What is expected:
Gather each line of the data below that contains the string "stem", and copy every such line in full. Treat the match as case-sensitive.

[Named-object pointing data]
= = = = =
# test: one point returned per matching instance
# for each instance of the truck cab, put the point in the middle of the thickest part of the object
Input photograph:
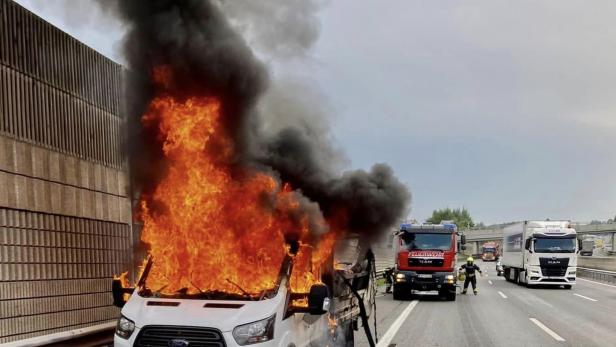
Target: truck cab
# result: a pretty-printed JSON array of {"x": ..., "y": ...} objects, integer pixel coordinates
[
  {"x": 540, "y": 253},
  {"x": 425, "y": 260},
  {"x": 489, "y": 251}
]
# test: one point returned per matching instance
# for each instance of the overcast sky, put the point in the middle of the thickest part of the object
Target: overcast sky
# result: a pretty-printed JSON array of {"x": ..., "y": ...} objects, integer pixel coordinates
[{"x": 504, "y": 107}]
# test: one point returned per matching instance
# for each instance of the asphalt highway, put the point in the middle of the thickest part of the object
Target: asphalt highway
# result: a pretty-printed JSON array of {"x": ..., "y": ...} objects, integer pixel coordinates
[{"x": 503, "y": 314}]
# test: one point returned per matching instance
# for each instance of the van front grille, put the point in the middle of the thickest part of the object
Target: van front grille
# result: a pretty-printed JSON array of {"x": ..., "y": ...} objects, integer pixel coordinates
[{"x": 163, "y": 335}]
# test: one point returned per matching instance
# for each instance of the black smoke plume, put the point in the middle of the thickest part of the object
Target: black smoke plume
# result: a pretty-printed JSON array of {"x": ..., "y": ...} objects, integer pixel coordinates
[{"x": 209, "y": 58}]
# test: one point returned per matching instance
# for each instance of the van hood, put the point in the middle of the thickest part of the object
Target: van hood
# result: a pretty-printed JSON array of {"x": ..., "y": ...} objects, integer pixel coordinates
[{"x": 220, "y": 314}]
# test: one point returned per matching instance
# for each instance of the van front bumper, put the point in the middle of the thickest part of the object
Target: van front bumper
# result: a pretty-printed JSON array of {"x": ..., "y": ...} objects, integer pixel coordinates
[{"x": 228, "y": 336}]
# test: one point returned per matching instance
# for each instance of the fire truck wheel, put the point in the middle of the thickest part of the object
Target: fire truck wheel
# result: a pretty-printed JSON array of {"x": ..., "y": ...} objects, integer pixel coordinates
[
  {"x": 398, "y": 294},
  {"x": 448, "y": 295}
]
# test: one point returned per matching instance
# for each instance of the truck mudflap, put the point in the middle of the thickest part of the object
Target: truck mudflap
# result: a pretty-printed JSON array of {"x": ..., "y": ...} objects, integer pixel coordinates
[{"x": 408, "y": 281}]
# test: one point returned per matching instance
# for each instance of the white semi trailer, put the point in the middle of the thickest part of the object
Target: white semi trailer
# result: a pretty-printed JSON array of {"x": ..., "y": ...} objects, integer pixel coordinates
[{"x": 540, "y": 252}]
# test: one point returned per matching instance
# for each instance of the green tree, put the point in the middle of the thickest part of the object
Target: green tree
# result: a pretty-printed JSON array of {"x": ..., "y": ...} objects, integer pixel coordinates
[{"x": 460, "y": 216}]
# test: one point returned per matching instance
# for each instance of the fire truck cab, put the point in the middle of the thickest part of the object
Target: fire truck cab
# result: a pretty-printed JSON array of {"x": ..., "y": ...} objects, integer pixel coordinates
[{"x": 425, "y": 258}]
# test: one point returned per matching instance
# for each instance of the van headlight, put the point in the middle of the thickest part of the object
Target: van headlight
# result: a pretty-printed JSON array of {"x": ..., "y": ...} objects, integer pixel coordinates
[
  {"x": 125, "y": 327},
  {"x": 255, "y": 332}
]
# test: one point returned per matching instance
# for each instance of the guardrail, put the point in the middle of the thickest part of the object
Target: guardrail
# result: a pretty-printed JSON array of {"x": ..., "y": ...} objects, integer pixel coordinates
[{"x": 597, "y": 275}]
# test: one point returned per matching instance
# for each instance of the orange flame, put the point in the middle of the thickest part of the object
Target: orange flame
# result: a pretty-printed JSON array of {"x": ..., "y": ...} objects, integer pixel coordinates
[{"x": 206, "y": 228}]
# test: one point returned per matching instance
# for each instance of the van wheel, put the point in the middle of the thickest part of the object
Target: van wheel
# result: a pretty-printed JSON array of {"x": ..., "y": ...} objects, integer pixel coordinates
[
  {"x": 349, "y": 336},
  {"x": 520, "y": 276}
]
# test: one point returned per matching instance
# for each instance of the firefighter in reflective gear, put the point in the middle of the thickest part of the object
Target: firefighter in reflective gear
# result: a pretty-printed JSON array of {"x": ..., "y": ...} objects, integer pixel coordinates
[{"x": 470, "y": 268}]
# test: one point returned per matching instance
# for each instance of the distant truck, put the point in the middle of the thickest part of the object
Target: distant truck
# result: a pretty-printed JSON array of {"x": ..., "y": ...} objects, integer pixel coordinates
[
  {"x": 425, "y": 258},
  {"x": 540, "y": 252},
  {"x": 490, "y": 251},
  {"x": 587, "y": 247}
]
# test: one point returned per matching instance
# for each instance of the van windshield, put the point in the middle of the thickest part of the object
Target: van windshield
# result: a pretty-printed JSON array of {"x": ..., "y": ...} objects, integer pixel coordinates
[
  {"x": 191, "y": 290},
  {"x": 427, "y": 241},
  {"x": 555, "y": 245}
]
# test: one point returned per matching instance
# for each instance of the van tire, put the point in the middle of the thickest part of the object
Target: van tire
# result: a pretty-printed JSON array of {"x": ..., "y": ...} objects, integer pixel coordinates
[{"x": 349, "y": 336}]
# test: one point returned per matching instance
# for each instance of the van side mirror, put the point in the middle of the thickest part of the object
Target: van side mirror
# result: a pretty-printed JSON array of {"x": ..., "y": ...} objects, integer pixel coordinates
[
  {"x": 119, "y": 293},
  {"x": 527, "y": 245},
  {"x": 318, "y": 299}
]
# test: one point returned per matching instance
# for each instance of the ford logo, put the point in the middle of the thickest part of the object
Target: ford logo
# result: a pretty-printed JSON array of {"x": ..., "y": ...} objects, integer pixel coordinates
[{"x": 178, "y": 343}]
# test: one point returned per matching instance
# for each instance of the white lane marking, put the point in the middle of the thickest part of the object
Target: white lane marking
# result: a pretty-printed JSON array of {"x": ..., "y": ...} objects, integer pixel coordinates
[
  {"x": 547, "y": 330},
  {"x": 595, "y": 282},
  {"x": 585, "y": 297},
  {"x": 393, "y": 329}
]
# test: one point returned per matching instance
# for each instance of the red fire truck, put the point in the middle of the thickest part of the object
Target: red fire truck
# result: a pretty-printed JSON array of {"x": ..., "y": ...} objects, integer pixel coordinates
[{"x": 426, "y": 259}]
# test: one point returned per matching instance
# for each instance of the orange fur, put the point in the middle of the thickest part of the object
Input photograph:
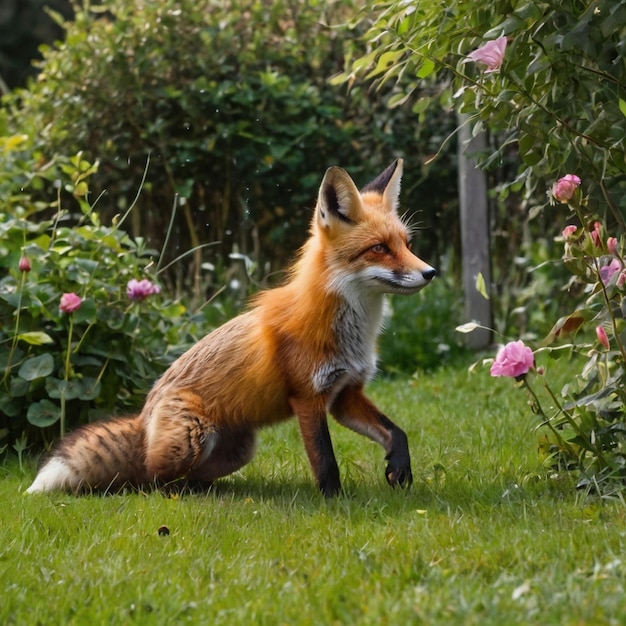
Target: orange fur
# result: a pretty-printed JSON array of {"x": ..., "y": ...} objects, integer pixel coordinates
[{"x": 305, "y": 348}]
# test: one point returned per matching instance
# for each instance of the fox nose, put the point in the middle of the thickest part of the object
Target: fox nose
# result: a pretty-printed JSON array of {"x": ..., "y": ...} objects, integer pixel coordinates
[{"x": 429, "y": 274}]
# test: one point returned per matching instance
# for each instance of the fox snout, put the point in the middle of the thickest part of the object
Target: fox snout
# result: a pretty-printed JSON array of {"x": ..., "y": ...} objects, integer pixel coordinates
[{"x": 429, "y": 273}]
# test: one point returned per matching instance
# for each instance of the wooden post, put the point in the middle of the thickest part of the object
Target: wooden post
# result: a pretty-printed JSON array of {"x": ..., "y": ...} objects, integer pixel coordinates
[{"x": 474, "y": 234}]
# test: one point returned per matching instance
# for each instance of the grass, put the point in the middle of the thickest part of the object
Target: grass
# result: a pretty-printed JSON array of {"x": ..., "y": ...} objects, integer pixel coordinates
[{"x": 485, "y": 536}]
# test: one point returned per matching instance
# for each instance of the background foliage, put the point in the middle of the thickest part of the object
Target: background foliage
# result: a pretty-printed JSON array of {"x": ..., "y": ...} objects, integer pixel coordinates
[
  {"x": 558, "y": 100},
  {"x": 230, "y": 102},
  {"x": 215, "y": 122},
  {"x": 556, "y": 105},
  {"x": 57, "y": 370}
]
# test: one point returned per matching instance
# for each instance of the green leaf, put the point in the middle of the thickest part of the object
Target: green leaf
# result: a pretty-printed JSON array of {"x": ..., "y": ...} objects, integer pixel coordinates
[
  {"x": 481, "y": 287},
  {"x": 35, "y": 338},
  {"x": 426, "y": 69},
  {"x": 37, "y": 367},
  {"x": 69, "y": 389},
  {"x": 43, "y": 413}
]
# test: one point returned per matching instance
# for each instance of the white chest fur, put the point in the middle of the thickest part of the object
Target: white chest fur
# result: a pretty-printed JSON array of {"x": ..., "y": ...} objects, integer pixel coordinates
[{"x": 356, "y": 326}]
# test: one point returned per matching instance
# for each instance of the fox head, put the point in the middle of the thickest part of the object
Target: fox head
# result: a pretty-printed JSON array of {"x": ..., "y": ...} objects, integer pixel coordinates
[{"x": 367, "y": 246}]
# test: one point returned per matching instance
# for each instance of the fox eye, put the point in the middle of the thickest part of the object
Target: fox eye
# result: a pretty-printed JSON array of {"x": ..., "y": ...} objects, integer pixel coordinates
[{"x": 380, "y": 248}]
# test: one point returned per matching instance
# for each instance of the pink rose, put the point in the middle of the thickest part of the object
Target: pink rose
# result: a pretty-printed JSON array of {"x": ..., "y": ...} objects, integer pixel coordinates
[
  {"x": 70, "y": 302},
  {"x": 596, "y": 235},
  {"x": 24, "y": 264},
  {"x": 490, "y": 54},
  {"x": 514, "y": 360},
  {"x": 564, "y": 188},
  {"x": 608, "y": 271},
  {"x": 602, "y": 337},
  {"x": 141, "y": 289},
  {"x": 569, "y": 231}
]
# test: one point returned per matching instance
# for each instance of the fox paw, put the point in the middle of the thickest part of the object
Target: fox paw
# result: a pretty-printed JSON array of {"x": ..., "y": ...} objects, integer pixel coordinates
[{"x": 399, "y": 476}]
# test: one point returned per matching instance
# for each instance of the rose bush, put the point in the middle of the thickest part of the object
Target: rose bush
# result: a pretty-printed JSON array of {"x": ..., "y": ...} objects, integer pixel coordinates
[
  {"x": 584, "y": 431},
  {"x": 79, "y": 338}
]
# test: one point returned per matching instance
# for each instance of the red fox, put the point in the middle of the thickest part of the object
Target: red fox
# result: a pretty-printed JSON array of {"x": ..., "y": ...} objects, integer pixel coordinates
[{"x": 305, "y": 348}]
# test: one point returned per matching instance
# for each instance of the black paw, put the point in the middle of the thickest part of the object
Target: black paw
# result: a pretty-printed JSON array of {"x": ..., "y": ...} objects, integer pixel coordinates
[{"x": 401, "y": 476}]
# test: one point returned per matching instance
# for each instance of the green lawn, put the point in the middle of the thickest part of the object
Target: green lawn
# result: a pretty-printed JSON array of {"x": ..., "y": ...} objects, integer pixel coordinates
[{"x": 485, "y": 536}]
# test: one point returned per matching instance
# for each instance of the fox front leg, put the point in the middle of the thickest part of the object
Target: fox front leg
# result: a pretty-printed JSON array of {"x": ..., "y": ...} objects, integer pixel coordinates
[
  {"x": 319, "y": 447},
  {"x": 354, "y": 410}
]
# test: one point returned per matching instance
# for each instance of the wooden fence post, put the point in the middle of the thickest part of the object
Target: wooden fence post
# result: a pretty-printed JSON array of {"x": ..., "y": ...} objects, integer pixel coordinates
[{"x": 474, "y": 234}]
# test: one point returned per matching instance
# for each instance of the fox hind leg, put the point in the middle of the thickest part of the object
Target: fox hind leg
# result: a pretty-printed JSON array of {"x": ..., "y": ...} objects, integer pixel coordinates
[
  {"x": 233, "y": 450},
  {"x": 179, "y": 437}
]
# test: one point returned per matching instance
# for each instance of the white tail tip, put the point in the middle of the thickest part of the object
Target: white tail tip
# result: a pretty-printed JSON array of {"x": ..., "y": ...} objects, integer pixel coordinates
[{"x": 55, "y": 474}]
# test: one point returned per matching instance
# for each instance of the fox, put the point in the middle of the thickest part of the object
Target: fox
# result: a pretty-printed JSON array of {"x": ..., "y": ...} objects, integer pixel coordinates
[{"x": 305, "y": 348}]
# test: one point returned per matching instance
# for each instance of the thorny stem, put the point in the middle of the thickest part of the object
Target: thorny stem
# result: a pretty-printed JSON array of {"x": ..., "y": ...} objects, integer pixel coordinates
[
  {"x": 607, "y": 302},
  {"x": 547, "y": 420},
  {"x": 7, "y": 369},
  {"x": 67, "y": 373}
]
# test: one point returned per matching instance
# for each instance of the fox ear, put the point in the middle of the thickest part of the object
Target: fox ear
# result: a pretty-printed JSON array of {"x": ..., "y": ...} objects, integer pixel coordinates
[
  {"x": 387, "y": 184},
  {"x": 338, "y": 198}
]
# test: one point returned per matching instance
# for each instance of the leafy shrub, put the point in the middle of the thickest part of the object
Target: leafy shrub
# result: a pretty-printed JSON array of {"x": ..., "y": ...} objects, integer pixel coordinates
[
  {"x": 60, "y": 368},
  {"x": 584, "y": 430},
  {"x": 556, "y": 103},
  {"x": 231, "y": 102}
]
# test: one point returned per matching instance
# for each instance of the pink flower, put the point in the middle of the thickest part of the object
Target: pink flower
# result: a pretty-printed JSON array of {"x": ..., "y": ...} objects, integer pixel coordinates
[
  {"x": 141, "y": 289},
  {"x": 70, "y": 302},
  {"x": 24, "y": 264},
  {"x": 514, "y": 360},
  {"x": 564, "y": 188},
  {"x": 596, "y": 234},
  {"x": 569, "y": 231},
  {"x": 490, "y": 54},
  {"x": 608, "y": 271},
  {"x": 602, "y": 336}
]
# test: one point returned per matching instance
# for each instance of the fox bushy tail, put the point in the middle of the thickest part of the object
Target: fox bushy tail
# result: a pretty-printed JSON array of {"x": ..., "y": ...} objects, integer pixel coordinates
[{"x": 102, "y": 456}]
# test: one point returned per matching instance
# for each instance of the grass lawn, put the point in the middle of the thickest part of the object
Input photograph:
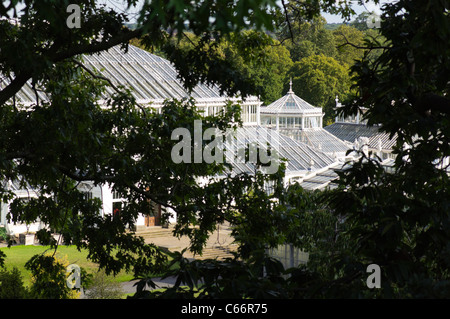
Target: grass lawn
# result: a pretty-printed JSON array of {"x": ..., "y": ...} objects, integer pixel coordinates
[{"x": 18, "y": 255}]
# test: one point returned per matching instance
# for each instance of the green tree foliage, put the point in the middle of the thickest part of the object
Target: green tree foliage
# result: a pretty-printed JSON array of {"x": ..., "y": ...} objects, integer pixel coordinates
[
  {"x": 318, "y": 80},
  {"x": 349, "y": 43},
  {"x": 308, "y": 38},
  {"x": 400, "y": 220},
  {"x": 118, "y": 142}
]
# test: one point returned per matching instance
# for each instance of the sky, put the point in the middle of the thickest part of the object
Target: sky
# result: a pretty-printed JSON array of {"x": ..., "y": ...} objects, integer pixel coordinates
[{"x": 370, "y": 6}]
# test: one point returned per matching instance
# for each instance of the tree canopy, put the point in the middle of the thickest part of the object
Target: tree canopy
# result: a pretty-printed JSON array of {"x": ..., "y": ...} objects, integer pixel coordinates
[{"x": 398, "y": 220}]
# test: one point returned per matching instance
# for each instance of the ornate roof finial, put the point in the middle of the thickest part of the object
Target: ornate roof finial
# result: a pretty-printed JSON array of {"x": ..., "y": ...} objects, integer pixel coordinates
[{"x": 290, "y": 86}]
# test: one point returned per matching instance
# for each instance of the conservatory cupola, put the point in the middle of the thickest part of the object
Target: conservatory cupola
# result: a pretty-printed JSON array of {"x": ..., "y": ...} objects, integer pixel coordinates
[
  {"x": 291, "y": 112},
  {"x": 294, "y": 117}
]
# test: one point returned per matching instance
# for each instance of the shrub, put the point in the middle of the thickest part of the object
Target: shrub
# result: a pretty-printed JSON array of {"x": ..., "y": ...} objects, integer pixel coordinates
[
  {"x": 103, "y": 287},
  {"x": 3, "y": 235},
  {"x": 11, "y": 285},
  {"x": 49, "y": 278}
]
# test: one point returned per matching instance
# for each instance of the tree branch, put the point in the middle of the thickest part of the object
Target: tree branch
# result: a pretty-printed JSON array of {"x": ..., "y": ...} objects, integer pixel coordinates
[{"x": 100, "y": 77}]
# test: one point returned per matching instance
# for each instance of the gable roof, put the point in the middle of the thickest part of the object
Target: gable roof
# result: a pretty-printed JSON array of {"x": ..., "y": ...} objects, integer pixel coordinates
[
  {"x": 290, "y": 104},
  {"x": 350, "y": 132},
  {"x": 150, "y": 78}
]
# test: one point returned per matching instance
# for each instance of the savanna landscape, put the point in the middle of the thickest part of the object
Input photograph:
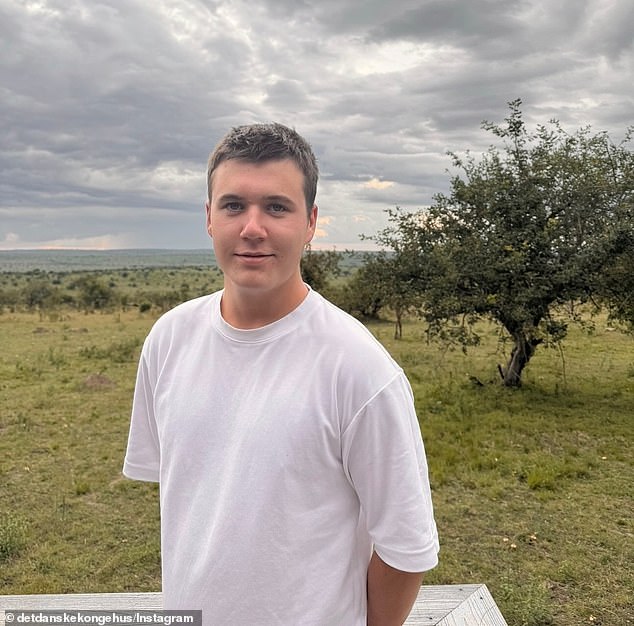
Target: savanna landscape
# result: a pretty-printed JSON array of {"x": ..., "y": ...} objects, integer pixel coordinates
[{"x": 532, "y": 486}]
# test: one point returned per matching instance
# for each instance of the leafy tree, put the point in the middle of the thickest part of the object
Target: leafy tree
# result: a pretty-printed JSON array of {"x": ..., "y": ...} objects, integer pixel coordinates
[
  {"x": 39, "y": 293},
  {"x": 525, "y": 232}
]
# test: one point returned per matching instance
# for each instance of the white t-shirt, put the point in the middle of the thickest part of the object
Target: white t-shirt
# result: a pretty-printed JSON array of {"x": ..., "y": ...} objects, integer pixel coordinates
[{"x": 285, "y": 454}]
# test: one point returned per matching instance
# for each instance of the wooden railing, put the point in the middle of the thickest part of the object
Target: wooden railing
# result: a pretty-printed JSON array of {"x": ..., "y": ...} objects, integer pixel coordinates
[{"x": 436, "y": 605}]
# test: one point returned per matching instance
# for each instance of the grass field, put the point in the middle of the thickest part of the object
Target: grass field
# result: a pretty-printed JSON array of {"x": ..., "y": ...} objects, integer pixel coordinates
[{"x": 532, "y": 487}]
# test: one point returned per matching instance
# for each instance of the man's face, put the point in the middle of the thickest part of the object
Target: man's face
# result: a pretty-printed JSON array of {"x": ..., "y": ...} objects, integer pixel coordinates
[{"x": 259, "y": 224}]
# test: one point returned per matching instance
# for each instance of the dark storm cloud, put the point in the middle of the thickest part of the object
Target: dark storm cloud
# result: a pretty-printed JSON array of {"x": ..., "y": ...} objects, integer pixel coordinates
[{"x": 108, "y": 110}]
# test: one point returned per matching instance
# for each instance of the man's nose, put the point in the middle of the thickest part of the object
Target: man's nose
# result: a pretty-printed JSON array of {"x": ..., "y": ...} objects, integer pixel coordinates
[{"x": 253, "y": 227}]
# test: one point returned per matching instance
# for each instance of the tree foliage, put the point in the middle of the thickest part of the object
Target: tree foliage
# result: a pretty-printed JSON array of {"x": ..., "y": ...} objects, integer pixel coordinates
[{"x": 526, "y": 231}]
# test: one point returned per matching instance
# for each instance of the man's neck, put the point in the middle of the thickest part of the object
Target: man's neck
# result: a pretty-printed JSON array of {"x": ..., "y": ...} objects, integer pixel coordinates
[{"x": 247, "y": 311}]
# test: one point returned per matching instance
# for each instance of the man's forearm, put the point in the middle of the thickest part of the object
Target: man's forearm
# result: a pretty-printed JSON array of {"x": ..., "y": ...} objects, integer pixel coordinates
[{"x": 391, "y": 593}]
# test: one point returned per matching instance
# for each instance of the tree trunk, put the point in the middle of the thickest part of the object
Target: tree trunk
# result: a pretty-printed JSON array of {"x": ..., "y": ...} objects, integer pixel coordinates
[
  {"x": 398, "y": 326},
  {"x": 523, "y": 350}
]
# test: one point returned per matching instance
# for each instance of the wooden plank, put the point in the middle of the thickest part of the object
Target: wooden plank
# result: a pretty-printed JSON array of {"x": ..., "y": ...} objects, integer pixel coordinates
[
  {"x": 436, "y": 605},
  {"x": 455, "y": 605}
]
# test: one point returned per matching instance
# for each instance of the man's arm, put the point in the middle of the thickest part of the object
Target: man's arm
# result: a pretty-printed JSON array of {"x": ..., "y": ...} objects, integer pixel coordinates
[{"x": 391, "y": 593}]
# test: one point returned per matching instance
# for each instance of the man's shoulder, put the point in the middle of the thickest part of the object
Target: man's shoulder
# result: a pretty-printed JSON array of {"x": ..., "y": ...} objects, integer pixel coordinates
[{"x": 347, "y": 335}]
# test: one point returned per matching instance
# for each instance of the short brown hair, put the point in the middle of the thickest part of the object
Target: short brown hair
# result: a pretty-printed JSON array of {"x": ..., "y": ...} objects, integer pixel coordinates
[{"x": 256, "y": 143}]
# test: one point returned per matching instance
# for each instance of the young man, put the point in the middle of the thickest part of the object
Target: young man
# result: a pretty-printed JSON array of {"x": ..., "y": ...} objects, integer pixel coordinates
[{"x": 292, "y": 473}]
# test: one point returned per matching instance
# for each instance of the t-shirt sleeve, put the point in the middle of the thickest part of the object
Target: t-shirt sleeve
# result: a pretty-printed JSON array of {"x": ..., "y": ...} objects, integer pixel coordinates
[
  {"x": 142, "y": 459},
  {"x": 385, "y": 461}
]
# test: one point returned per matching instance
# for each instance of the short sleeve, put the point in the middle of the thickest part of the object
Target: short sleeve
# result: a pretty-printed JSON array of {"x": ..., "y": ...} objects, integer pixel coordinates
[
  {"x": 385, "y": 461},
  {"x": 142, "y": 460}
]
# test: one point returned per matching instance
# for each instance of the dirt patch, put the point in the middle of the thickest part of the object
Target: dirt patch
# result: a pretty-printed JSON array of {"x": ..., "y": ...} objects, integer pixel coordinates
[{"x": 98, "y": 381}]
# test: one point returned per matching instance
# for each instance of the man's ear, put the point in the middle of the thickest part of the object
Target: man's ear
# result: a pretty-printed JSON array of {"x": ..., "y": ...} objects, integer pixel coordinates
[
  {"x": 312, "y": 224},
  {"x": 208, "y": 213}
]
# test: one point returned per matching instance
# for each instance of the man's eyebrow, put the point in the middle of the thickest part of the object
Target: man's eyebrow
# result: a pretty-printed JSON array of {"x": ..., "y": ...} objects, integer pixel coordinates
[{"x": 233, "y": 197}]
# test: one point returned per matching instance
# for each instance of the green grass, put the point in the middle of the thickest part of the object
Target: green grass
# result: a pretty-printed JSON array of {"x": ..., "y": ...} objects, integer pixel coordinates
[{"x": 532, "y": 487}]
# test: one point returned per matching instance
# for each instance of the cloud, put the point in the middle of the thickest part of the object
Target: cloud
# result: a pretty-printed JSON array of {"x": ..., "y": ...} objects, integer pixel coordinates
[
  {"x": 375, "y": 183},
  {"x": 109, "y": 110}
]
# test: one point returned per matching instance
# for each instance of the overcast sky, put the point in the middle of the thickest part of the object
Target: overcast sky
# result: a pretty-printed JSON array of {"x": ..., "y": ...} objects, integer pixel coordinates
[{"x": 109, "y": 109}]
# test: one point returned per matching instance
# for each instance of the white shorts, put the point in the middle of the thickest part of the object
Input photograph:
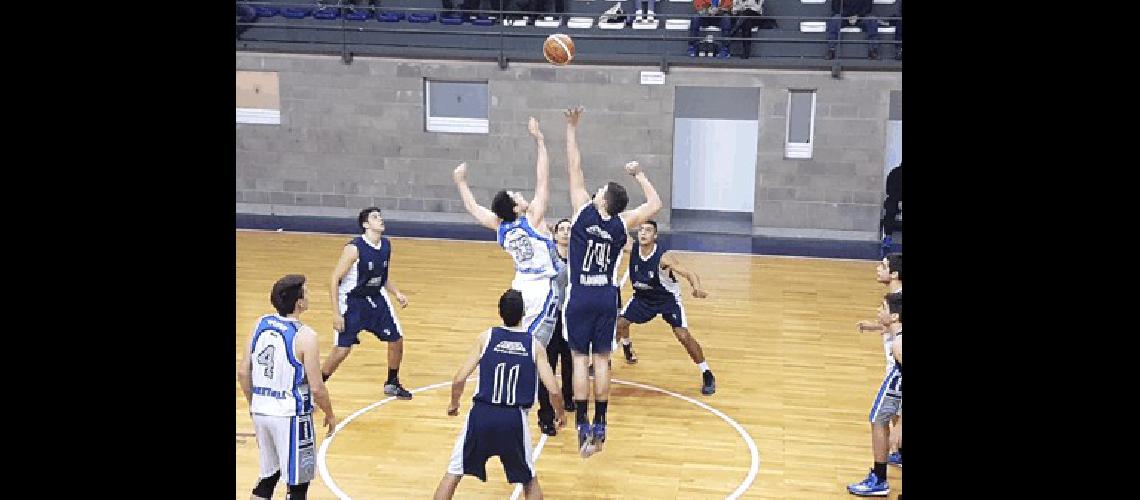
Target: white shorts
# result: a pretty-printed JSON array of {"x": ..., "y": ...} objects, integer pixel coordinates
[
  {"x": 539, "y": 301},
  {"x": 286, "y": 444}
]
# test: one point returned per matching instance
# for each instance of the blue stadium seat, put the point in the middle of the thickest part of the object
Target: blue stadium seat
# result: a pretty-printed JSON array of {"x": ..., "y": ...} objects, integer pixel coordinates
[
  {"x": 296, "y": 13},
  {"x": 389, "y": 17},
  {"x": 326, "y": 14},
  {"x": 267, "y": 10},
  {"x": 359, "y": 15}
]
= = = = =
Solution to this task:
# for each instance of the thorny stem, put the point in the middle of the thickest part of the object
Target: thorny stem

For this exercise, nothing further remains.